*Your instructions:*
Extract all of the entries and give them again, word for word.

[Start of Raw records]

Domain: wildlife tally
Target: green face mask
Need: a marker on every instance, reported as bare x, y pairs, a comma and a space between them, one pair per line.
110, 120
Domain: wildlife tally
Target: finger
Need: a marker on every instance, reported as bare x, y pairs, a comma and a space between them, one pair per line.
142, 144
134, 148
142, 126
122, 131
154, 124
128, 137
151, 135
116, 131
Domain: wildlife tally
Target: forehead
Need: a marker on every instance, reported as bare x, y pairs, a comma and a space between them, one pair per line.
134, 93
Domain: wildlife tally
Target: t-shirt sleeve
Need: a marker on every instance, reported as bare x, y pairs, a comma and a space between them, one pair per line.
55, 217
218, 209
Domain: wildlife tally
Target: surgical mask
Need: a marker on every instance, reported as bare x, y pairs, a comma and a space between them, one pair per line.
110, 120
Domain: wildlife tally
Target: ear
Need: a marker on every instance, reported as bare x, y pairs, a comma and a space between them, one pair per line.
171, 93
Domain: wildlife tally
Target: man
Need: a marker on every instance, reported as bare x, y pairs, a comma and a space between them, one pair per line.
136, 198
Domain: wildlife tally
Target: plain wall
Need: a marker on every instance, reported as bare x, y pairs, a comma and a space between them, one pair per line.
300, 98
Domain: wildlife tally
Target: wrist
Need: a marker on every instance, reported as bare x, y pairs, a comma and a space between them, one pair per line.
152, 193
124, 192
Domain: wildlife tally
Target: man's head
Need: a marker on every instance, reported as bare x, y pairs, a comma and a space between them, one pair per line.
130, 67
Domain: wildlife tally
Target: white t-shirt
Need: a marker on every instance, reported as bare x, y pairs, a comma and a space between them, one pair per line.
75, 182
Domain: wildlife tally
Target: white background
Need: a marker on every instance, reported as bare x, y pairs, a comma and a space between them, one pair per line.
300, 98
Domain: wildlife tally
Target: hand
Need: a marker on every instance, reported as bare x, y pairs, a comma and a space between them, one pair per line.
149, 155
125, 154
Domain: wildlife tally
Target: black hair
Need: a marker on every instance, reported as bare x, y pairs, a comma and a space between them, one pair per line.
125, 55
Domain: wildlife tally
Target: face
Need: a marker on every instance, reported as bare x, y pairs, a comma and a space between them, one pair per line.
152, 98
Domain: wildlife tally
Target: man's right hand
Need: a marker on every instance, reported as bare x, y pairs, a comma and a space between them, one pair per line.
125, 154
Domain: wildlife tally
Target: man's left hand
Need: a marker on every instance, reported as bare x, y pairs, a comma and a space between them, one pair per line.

[End of Raw records]

*Solution:*
Domain: wildlife tally
Target: green face mask
Need: a marker on every instance, reported as bare x, y pairs, a comma and a space between them, one pair per line.
110, 120
Domain: wildlife tally
Target: finger
Need: a marker on every instance, reported as bare x, y pairs, a comma and a space between them, one pair per line.
142, 144
134, 148
142, 126
122, 131
154, 124
128, 137
151, 135
116, 131
Domain: wildlife tally
Target: forehead
Need: a marker on every instance, reported as bare x, y pairs, a comma and a space between them, one pair per line.
134, 93
Domain: wildlife tally
Target: t-shirt sleeve
Need: a marker on every instance, reported as bare x, y pairs, a comma and a space between them, one pair per line.
55, 217
218, 209
Domain: wildlife tally
Target: surgical mask
Need: a marker on every instance, reported as bare x, y pairs, a comma and a space between them, one pair per line.
110, 120
Domain: wildlife tally
Target: ear
Need: a marker on every instance, reported as bare x, y pairs, a comma and a space between them, one pair per line.
171, 93
Domain: wildlife tally
Target: man
Need: a marker on every instance, reported as bare x, y pairs, a comma and a space between them, one pair per line.
136, 198
Domain: wildlife tally
Target: plain wall
Need: a marker on every instance, reported as bare x, y pairs, a comma and a space between them, one pair per line.
300, 98
Domain: wildlife tally
Target: wrist
Need: a marker on every instance, reported as bare x, y pairs, a comma and a space between them, one pair per line.
152, 193
124, 192
Domain: wildlife tally
Target: man's head
Need: a marker on every instance, reported as bare x, y pairs, a comma and a space between them, one pair per line.
130, 67
Domain: wildlife tally
Target: white t-shirt
Need: a marker on every instance, reported as bare x, y pairs, a comma and a space between them, one pair per line.
75, 182
Domain: wildlife tally
Target: white background
Need: a marker on every instance, reported as bare x, y pairs, a comma and a space between them, one pair per line.
300, 98
Domain: wildlife tally
Target: hand
Need: a marker on every instance, reported as bare x, y pairs, a comma and a space between them, one pair per line.
149, 155
125, 154
Domain: wildlife tally
Target: black hair
Need: a marker on every instance, reported as bare x, y pairs, a comma and a space between them, one pair per line.
125, 55
Domain: wildlife tally
Target: face
Need: a marker on every instance, reported as bare x, y pairs, a comma and a space between them, one pair per line.
152, 98
Domain: wildlife tally
Target: man's right hand
Need: a marker on every instance, reported as bare x, y pairs, a comma and a space between them, one pair per line.
125, 154
Domain: wildlife tally
Target: man's left hand
Need: a marker on every instance, reported as bare x, y pairs, a comma and a space between them, one pair per line.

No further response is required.